§ WORK TO COMPLETE
Look below for the line with "Expected behaviour: a marker sits on the white door, one", then give it again exactly, along with every line that comes after it, the final line included.

Natural language region descriptions:
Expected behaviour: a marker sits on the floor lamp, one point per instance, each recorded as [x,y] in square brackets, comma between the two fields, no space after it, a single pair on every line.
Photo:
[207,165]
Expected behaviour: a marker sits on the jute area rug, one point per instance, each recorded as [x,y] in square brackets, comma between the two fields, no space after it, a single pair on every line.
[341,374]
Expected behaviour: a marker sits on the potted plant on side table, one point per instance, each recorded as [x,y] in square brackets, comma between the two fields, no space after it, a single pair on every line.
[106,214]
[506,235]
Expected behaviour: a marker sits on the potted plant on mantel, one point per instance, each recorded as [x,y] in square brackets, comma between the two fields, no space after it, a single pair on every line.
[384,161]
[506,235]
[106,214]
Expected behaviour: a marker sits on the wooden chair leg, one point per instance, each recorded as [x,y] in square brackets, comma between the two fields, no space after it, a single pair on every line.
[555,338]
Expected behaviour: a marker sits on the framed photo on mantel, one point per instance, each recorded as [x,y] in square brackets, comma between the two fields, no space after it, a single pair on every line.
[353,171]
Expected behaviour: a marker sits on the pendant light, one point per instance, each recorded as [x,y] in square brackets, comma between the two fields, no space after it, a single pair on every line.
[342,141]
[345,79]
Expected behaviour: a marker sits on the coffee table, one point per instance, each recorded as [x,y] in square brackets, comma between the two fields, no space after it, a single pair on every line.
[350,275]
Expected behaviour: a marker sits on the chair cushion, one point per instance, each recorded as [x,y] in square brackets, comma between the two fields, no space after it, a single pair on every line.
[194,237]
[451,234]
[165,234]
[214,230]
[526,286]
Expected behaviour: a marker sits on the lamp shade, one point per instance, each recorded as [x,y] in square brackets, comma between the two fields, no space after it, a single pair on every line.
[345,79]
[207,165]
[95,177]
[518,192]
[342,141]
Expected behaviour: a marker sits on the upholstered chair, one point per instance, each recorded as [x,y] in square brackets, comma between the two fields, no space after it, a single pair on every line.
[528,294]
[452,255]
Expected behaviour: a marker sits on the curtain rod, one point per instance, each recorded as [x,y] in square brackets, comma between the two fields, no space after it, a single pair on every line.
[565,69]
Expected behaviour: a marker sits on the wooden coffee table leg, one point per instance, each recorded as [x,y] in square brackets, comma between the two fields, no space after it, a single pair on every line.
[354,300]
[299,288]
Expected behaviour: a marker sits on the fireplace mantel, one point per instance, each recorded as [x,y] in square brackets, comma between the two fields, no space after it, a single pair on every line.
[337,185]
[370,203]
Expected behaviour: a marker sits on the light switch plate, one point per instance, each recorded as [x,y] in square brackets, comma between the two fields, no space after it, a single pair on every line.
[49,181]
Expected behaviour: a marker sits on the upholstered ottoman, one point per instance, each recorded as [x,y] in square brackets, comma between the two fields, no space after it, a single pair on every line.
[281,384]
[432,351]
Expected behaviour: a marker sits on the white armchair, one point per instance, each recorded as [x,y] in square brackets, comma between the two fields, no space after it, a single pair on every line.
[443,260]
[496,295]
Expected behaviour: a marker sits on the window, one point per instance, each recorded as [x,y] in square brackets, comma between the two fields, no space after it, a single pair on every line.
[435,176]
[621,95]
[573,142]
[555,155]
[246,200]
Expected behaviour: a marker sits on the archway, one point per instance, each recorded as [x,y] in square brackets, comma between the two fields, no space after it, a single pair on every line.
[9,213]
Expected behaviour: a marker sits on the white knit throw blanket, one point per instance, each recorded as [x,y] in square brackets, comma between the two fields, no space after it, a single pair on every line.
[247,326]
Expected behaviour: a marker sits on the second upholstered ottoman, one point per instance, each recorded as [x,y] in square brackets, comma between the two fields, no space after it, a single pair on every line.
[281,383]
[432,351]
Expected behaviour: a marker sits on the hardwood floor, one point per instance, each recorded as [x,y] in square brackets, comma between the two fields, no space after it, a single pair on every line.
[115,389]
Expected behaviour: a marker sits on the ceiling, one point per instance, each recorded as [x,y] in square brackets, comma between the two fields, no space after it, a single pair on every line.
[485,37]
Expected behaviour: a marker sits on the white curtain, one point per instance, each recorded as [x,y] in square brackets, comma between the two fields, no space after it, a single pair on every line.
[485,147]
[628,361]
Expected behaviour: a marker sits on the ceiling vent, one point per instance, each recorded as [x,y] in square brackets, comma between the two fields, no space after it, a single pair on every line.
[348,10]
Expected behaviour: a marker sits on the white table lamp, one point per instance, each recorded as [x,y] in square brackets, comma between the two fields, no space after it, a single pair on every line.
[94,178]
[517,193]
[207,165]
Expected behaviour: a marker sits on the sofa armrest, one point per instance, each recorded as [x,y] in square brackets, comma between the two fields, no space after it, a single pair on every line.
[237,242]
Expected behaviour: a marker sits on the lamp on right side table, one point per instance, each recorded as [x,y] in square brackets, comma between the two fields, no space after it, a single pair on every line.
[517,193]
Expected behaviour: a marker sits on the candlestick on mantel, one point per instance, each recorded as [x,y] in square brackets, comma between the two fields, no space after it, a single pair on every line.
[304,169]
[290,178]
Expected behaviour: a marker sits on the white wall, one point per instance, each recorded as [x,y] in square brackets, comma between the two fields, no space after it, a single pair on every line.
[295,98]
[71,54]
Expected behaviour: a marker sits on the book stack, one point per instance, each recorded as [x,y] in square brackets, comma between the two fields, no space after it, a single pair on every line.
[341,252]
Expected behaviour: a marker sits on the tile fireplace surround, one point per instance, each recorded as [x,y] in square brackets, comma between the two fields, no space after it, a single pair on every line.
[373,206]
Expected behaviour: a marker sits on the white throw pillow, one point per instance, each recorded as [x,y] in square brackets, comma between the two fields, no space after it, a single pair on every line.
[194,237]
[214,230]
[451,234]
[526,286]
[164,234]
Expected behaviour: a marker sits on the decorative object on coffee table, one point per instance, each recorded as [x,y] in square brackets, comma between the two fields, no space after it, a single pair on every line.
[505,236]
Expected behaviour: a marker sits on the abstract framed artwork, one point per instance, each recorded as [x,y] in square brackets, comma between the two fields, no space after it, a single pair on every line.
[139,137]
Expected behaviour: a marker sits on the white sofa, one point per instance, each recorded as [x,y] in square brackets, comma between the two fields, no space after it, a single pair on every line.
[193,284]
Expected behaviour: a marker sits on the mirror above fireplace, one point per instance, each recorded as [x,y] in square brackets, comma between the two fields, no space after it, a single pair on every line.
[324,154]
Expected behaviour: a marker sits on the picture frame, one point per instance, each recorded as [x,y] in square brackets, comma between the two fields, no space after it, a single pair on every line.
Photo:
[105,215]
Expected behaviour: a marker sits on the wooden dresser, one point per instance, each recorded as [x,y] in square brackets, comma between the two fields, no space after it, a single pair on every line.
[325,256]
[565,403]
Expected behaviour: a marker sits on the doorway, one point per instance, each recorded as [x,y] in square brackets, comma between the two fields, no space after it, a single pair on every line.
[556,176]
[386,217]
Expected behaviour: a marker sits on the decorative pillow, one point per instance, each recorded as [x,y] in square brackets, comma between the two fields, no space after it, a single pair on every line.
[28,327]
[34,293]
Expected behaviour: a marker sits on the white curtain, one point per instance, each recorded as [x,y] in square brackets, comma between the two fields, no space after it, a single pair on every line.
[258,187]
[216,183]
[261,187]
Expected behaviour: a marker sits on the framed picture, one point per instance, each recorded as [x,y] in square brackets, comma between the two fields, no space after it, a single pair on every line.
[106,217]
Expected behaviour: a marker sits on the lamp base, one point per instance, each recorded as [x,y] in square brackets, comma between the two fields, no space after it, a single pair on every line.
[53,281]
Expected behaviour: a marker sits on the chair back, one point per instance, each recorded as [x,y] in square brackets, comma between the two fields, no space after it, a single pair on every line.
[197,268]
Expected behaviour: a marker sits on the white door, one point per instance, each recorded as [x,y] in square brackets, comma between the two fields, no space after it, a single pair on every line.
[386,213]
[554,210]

§ TASK RESULT
Expected behaviour: a marker sits on the white door, one point per instance, each recorded as [x,y] in square brackets, comma between the two fields, no space after it, a single pair on every line.
[386,213]
[554,210]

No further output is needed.